Parallel and Concurrent Programming in Haskell

Chapter 8. Overlapping Input/Output

We can use MVar and threads to do asynchronous I/O, where "asynchronous" in this context means that the I/O is performed in the background while we do other tasks.

Suppose we want to download some web pages concurrently and wait for them all to download before continuing. We will use the following function to download a web page:

getURL :: String -> IO ByteString

This function is provided by the module GetURL in GetURL.hs, which is a small wrapper around the API provided by the HTTP package.

Let’s use forkIO and MVar to download two web pages at the same time:

geturls1.hs

import Control.Concurrent
import Data.ByteString as B
import GetURL

main = do
  m1 <- newEmptyMVar                                    -- 
  m2 <- newEmptyMVar                                    -- 

  forkIO $ do                                           -- 
    r <- getURL "http://www.wikipedia.org/wiki/Shovel"
    putMVar m1 r

  forkIO $ do                                           -- 
    r <- getURL "http://www.wikipedia.org/wiki/Spade"
    putMVar m2 r

  r1 <- takeMVar m1                                     -- 
  r2 <- takeMVar m2                                     -- 
  print (B.length r1, B.length r2)                      --

	Create two new empty `MVar`s to hold the results.
	Fork a new thread to download the first URL; when the download is complete, the result is placed in the `MVar` `m1`.
	Do the same for the second URL, placing the result in `m2`.
	In the main thread, this call to `takeMVar` waits for the result from `m1`.
	Similarly, wait for the result from `m2` (we could do these in either order).
	Finally, print out the length in bytes of each downloaded page.

This code is rather verbose. We could shorten it by using various existing higher-order combinators from the Haskell library, but a better approach would be to extract the common pattern as a new abstraction. We want a way to perform an action asynchronously and later wait for its result. So let’s define an interface that does that, using forkIO and MVar:

data Async a = Async (MVar a)

async :: IO a -> IO (Async a)
async action = do
  var <- newEmptyMVar
  forkIO (do r <- action; putMVar var r)
  return (Async var)

wait :: Async a -> IO a
wait (Async var) = readMVar var

First, we define an Async data type that represents an asynchronous action that has been started. Its implementation is just an MVar that will contain the result. Again, we are creating a new data type so as to hide implementation details from clients, and indeed later in this chapter we will need to extend the Async type with more information.

— Dataset excerpts —
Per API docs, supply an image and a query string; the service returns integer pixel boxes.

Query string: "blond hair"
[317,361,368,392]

==

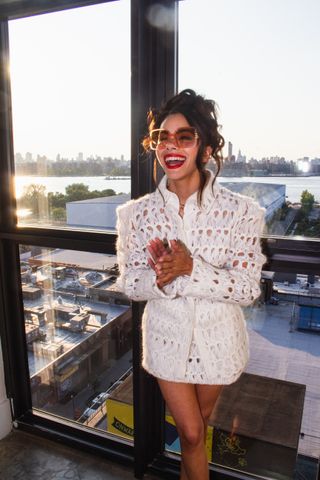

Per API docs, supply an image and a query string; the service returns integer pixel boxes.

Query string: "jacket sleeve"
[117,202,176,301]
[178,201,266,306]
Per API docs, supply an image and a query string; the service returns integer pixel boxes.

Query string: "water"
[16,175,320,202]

* * *

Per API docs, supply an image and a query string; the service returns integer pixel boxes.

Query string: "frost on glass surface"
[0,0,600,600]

— Objective 1 —
Please copy the passage from the overlapping I/O text, beginning at the words "First, we define" and stopping after "with more information.".
— Objective 2 —
Translate this sentence from the overlapping I/O text into Spanish: "We want a way to perform an action asynchronously and later wait for its result."

— Written reply 1 —
First, we define an Async data type that represents an asynchronous action that has been started. Its implementation is just an MVar that will contain the result. Again, we are creating a new data type so as to hide implementation details from clients, and indeed later in this chapter we will need to extend the Async type with more information.

— Written reply 2 —
Queremos una forma de realizar una acción de manera asíncrona y más tarde esperar su resultado.